*TASKS TO CARRY OUT*.
**a.** Can you reproduce, word for word, the part of the drywall taping thread that begins at "I would like" and stops after "(Apr 25, 2009)"?
**b.** Answer these questions about the drywall taping thread, marking each answer to match:
(i) On what date did silverstilts post?
(ii) What other name does silverstilts give in parentheses for the glazier?
(iii) Who wrote the post dated Apr 25, 2009?
**c.** Could you go on with the drywall taping thread from where it stops?

# Rolling and Glazing



## silverstilts (Oct 15, 2008)

I would like to get some feed back between you Banjo tapers and Bazooka tapers and to see if running a roller and glazier (flusher) works the same . I know my observation is trying to roll and glaze following tape applied with a banjo don't seem to work very good , because they were developed with a certain amount of mud in mind to properly set the tape... Makes you wonder if one does not really need that much mud on the back of the tape when doing flats & butts ( which is nice to fill the voids ) but to flow out an angle it is necessary ... And what about those angle heads that claim to do it all without rolling out the angle ?? Personally I wouldn't even waste my money on that claim...


----------



## 19Riggs88 (Apr 25, 2009)

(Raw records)
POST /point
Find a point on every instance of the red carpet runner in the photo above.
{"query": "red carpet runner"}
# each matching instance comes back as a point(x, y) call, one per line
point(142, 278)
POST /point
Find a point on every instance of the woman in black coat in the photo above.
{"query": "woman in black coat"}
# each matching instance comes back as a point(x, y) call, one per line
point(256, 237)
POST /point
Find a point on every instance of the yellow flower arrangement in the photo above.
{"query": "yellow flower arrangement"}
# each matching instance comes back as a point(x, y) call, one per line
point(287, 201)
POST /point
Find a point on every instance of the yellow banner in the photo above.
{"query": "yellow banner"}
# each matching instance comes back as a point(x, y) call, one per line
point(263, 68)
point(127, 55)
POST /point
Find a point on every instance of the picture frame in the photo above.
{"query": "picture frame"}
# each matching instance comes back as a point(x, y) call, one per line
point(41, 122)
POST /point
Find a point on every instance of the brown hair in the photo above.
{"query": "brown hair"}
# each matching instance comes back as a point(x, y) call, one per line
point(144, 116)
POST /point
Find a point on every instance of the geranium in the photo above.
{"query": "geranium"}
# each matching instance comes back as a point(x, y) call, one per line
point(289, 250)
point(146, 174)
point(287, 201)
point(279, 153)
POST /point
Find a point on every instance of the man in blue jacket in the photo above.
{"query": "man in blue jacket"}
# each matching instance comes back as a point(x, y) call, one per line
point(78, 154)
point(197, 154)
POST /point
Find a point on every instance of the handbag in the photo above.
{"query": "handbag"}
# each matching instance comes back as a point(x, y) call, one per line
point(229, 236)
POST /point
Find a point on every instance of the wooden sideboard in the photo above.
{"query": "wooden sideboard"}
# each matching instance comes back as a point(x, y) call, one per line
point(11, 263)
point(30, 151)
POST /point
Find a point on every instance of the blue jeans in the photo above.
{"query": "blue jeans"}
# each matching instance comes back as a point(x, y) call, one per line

*RESPONSES FOR EACH TASK*.
**a.**
I would like to get some feed back between you Banjo tapers and Bazooka tapers and to see if running a roller and glazier (flusher) works the same . I know my observation is trying to roll and glaze following tape applied with a banjo don't seem to work very good , because they were developed with a certain amount of mud in mind to properly set the tape... Makes you wonder if one does not really need that much mud on the back of the tape when doing flats & butts ( which is nice to fill the voids ) but to flow out an angle it is necessary ... And what about those angle heads that claim to do it all without rolling out the angle ?? Personally I wouldn't even waste my money on that claim...


----------



## 19Riggs88 (Apr 25, 2009)

**b.**
(i) Oct 15, 2008
(ii) Flusher
(iii) 19Riggs88

**c.**
silverstilts said:


> I would like to get some feed back between you Banjo tapers and Bazooka tapers and to see if running a roller and glazier (flusher) works the same . I know my observation is trying to roll and glaze following tape applied with a banjo don't seem to work very good , because they were developed with a certain amount of mud in mind to properly set the tape... Makes you wonder if one does not really need that much mud on the back of the tape when doing flats & butts ( which is nice to fill the voids ) but to flow out an angle it is necessary ... And what about those angle heads that claim to do it all without rolling out the angle ?? Personally I wouldn't even waste my money on that claim...


I guess when I use a banjo for the corners I like to roll them with an angle roller and wipe them by hand with a 6" knife. Finish coat I use a corner box.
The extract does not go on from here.